▸ Rows from a dataset
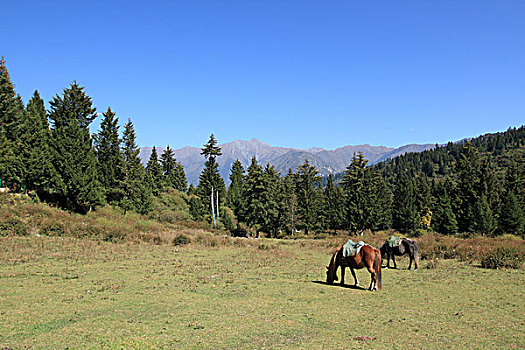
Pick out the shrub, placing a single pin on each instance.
(13, 226)
(181, 240)
(503, 257)
(53, 229)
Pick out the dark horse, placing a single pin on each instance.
(368, 257)
(407, 246)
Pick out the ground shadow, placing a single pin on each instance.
(347, 286)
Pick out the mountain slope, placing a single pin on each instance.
(326, 161)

▸ Short exercise
Repeat only the stretch of lines starting at the one containing "Pick out the dark" and running to the final line of the entries above.

▸ Solution to this problem
Pick out the dark horse, placing a single pin on each instance.
(368, 257)
(407, 246)
Pick out the ground shadow, placing a single pin on each instance.
(347, 286)
Pick out the mountain slope, placing a single pin on each instance.
(326, 161)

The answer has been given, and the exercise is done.